Could you return each line from the one bearing "Practice step: locate the white wrist" through the last line of the entries, exactly as it stands, with no pictures?

## Start Provided entries

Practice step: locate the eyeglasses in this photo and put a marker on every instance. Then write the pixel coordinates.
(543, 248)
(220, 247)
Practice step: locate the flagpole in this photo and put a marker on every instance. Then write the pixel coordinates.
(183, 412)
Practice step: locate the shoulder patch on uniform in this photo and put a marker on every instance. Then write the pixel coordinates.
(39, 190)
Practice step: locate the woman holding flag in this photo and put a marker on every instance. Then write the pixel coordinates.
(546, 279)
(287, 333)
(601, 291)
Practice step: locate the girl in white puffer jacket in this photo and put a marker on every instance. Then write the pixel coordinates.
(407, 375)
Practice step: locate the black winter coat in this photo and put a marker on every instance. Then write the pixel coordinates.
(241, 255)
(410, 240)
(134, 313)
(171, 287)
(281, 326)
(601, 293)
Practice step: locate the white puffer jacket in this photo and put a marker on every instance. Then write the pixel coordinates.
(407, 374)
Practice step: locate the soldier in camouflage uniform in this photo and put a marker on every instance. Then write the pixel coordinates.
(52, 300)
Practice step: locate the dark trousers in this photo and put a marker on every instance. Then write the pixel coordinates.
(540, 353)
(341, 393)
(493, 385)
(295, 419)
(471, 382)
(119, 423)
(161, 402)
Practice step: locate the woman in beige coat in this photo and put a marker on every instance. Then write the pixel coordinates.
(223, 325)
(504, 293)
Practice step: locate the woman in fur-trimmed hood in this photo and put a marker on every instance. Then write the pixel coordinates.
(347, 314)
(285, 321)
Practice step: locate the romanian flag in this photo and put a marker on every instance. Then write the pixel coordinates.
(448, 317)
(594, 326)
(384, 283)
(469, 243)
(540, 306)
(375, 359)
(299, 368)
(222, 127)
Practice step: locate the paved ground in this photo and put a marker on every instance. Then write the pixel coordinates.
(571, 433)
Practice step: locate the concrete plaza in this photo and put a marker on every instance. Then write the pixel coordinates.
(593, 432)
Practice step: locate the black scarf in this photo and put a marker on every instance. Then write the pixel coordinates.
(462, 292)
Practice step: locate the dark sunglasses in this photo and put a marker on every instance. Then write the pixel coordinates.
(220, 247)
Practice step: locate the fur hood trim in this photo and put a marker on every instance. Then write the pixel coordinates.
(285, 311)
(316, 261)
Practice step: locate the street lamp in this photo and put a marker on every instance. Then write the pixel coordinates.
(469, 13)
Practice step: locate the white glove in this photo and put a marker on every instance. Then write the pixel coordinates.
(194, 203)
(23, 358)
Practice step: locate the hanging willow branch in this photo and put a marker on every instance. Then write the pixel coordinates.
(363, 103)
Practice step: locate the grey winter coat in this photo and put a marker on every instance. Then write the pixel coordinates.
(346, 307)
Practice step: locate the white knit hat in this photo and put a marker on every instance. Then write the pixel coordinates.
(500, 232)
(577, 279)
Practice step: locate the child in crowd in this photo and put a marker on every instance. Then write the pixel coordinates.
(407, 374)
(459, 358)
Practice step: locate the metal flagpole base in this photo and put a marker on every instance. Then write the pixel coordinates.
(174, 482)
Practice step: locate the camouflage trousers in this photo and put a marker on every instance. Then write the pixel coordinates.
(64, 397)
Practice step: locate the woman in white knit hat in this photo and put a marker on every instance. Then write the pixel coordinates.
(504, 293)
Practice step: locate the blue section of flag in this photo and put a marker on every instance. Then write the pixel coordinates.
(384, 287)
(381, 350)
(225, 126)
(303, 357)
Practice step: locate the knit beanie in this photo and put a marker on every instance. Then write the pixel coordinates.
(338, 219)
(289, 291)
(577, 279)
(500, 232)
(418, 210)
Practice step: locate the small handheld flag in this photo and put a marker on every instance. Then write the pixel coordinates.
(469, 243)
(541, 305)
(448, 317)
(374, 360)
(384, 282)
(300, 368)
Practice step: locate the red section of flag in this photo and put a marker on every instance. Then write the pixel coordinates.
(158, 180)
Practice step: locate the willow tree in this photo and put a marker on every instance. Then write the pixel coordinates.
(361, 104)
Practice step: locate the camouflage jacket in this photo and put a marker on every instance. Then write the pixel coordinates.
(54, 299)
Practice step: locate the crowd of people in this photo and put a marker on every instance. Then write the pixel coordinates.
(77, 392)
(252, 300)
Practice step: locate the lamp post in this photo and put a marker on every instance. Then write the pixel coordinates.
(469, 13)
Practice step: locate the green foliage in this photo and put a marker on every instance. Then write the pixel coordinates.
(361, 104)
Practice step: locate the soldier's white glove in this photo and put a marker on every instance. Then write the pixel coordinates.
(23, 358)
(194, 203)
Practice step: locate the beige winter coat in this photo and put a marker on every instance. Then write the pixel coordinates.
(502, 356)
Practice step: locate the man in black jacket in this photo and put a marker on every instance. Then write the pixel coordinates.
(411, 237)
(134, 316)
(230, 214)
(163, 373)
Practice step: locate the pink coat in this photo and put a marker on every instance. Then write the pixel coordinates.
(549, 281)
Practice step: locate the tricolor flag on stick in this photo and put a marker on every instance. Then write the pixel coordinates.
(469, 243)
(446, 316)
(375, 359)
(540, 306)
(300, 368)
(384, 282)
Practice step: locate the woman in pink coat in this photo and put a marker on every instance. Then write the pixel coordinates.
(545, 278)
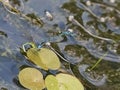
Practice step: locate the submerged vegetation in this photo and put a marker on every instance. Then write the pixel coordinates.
(72, 44)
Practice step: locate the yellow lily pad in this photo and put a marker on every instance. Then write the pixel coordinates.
(49, 58)
(44, 58)
(51, 83)
(31, 78)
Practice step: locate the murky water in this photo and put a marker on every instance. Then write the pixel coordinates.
(96, 30)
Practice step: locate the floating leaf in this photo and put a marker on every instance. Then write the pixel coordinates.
(63, 82)
(44, 58)
(31, 78)
(51, 83)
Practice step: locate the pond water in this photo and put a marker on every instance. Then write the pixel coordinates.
(96, 30)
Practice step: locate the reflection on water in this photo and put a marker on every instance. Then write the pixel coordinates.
(96, 27)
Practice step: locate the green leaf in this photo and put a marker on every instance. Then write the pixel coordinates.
(31, 78)
(44, 58)
(51, 83)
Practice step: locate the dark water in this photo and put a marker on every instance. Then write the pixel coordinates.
(96, 29)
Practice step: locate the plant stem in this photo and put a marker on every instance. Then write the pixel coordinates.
(97, 62)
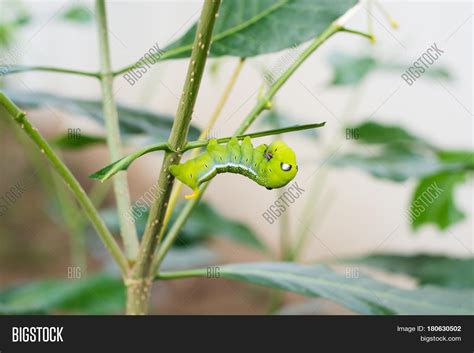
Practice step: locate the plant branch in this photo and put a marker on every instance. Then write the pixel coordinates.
(204, 133)
(122, 195)
(263, 103)
(21, 68)
(141, 271)
(81, 196)
(122, 164)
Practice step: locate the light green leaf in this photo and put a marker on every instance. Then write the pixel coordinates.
(123, 163)
(363, 294)
(84, 140)
(78, 14)
(436, 207)
(98, 294)
(435, 270)
(247, 28)
(182, 258)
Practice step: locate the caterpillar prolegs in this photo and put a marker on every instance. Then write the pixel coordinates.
(272, 166)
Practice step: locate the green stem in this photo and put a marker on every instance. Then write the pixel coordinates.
(142, 274)
(122, 195)
(19, 69)
(72, 221)
(263, 104)
(198, 272)
(106, 237)
(122, 164)
(265, 101)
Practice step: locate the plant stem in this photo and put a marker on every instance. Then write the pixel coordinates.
(263, 104)
(212, 120)
(122, 164)
(71, 217)
(122, 195)
(19, 69)
(198, 272)
(141, 276)
(106, 237)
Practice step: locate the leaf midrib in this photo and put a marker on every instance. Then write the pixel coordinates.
(341, 285)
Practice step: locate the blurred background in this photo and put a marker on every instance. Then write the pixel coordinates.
(356, 208)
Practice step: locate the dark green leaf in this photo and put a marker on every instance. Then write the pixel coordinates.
(83, 140)
(123, 163)
(363, 294)
(436, 270)
(457, 156)
(133, 122)
(98, 294)
(433, 201)
(78, 14)
(247, 28)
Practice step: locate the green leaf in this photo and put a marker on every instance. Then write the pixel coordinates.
(65, 141)
(247, 28)
(78, 14)
(123, 163)
(182, 258)
(133, 122)
(363, 294)
(436, 270)
(98, 294)
(433, 201)
(351, 69)
(401, 155)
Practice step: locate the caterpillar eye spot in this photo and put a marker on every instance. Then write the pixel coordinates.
(285, 167)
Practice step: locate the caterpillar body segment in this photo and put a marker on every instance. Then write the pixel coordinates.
(271, 166)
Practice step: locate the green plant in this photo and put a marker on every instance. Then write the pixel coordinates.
(141, 259)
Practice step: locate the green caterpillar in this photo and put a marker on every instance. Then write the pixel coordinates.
(272, 166)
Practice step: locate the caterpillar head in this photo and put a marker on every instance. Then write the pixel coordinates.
(282, 165)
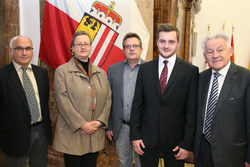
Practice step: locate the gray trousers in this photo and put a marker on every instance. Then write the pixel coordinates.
(37, 154)
(125, 149)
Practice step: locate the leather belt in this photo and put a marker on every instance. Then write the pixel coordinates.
(126, 122)
(36, 124)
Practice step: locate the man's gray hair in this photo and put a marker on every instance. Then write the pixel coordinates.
(221, 35)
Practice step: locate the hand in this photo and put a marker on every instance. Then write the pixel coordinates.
(182, 154)
(88, 128)
(247, 164)
(95, 124)
(109, 134)
(137, 144)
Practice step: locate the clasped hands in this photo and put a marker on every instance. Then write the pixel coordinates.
(90, 127)
(181, 154)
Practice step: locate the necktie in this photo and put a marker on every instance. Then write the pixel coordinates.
(30, 95)
(212, 101)
(164, 76)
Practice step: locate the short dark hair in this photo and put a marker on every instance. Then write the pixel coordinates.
(79, 33)
(131, 35)
(166, 27)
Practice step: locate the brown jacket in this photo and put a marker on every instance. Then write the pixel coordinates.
(73, 97)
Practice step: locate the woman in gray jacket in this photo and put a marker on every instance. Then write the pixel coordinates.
(83, 97)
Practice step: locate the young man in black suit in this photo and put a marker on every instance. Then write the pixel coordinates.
(164, 107)
(25, 127)
(223, 118)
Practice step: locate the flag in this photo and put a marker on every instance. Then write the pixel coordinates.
(232, 45)
(107, 22)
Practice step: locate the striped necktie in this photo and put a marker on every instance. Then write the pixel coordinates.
(164, 76)
(212, 101)
(30, 95)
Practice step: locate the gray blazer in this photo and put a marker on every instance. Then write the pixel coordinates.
(115, 77)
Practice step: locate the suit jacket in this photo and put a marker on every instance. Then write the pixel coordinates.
(168, 119)
(230, 133)
(15, 120)
(115, 77)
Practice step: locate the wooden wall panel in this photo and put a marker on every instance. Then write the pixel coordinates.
(9, 27)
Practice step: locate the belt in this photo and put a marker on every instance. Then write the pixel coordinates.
(36, 124)
(126, 122)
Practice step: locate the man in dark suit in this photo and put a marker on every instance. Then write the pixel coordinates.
(122, 78)
(25, 128)
(223, 118)
(164, 107)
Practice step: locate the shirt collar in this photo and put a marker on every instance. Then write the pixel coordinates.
(224, 70)
(171, 60)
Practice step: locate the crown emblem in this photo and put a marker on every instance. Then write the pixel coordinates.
(106, 13)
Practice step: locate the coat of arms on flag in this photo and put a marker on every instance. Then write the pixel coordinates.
(106, 21)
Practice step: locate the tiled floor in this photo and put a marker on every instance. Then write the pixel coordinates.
(161, 164)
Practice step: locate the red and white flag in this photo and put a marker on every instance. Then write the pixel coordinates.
(107, 21)
(232, 45)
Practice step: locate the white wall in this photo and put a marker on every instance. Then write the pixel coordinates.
(30, 23)
(216, 12)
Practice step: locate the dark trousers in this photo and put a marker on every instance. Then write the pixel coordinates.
(151, 157)
(37, 154)
(86, 160)
(205, 158)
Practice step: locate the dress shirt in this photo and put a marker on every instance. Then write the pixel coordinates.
(33, 81)
(129, 81)
(221, 79)
(171, 62)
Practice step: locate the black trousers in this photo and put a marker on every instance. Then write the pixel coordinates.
(86, 160)
(151, 157)
(205, 158)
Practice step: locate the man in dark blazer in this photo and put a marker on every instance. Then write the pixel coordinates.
(20, 138)
(223, 137)
(163, 120)
(122, 78)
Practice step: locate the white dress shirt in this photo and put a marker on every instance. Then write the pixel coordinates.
(221, 79)
(171, 62)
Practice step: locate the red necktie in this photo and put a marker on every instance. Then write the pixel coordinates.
(164, 76)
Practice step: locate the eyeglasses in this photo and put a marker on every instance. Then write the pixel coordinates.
(130, 46)
(20, 48)
(79, 45)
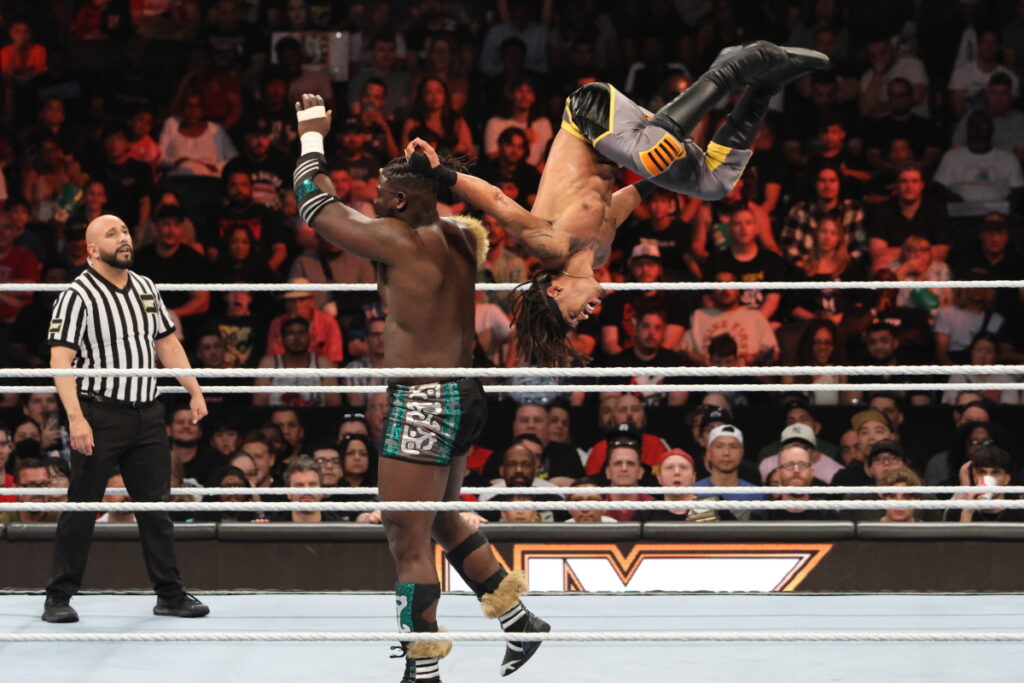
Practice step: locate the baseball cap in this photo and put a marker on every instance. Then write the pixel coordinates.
(675, 452)
(797, 402)
(646, 250)
(351, 124)
(259, 126)
(724, 430)
(624, 433)
(716, 415)
(869, 416)
(169, 212)
(799, 432)
(885, 445)
(993, 221)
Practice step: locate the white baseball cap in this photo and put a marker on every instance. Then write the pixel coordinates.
(725, 430)
(798, 431)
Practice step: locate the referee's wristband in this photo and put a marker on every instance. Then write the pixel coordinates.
(445, 177)
(644, 187)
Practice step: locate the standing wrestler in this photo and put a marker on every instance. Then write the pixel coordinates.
(114, 318)
(426, 273)
(573, 220)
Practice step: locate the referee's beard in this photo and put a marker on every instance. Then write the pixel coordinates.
(119, 259)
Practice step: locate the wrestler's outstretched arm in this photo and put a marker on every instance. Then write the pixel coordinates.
(385, 240)
(536, 235)
(625, 200)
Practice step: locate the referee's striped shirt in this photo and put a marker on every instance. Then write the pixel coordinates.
(112, 328)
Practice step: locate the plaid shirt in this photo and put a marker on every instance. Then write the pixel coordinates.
(798, 232)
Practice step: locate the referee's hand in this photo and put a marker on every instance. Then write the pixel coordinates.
(198, 407)
(81, 435)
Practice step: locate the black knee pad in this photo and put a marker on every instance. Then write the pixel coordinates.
(411, 601)
(591, 109)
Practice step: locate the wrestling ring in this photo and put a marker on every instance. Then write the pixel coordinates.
(660, 637)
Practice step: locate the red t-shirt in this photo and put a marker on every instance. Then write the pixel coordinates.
(18, 265)
(8, 482)
(652, 449)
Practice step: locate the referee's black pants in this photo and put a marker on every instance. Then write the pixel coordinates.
(135, 440)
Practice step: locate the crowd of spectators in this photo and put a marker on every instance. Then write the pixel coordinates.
(900, 162)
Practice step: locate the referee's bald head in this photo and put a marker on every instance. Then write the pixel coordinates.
(99, 225)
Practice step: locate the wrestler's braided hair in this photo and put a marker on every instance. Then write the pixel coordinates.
(539, 332)
(399, 172)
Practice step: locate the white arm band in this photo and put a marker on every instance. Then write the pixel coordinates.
(311, 141)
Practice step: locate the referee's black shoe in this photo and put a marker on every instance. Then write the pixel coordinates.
(57, 610)
(182, 604)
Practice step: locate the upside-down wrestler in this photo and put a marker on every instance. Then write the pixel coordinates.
(576, 214)
(426, 273)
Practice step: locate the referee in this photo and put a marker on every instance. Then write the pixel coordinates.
(114, 318)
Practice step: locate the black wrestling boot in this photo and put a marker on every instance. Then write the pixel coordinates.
(423, 670)
(732, 68)
(58, 610)
(518, 652)
(184, 605)
(741, 126)
(761, 65)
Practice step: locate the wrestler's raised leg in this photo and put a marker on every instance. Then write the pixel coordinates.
(417, 590)
(763, 66)
(470, 555)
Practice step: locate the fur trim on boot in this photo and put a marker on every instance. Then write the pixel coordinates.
(504, 597)
(422, 649)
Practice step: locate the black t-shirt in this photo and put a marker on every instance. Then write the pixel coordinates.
(915, 130)
(270, 177)
(1004, 515)
(245, 338)
(803, 515)
(931, 222)
(673, 243)
(970, 263)
(264, 224)
(667, 516)
(126, 184)
(664, 358)
(852, 187)
(206, 462)
(523, 176)
(557, 460)
(326, 516)
(364, 169)
(764, 267)
(827, 301)
(623, 309)
(183, 266)
(854, 475)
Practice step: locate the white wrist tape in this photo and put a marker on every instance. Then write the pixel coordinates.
(318, 112)
(311, 141)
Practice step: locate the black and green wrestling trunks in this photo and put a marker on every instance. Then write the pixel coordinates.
(430, 424)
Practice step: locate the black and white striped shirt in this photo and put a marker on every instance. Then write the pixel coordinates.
(112, 328)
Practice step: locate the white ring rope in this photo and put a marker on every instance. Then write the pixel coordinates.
(464, 506)
(585, 388)
(559, 491)
(611, 287)
(401, 373)
(582, 636)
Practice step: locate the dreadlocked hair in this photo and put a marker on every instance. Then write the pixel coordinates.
(397, 171)
(540, 330)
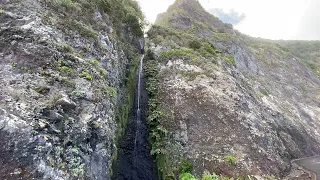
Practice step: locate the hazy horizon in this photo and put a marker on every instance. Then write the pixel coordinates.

## End Provided entries

> _Output below_:
Practice step: locate the white wrist tape in this photo and put a marker on every instance. Then write the pixel coordinates.
(318, 112)
(311, 141)
Practice step: locate the black and green wrestling trunks in this photo and put a marker on every instance. Then write the pixel coordinates.
(430, 424)
Practice step: locate the black and white striped shirt in this photo and put a marker on every instance. Then write the pixel coordinates.
(112, 328)
Practice step: locate the white ring rope in this photo and put a marker on every instance. Then write the pixel coordinates.
(464, 506)
(585, 388)
(559, 491)
(611, 287)
(401, 373)
(582, 636)
Practice step: locate the dreadlocked hair in this photo and put a marker on every instance. Then write the pixel coordinates.
(397, 171)
(540, 330)
Practice step: locate the hazy horizon in this photo and put a marker on every instance. Then write the pixel coordinates.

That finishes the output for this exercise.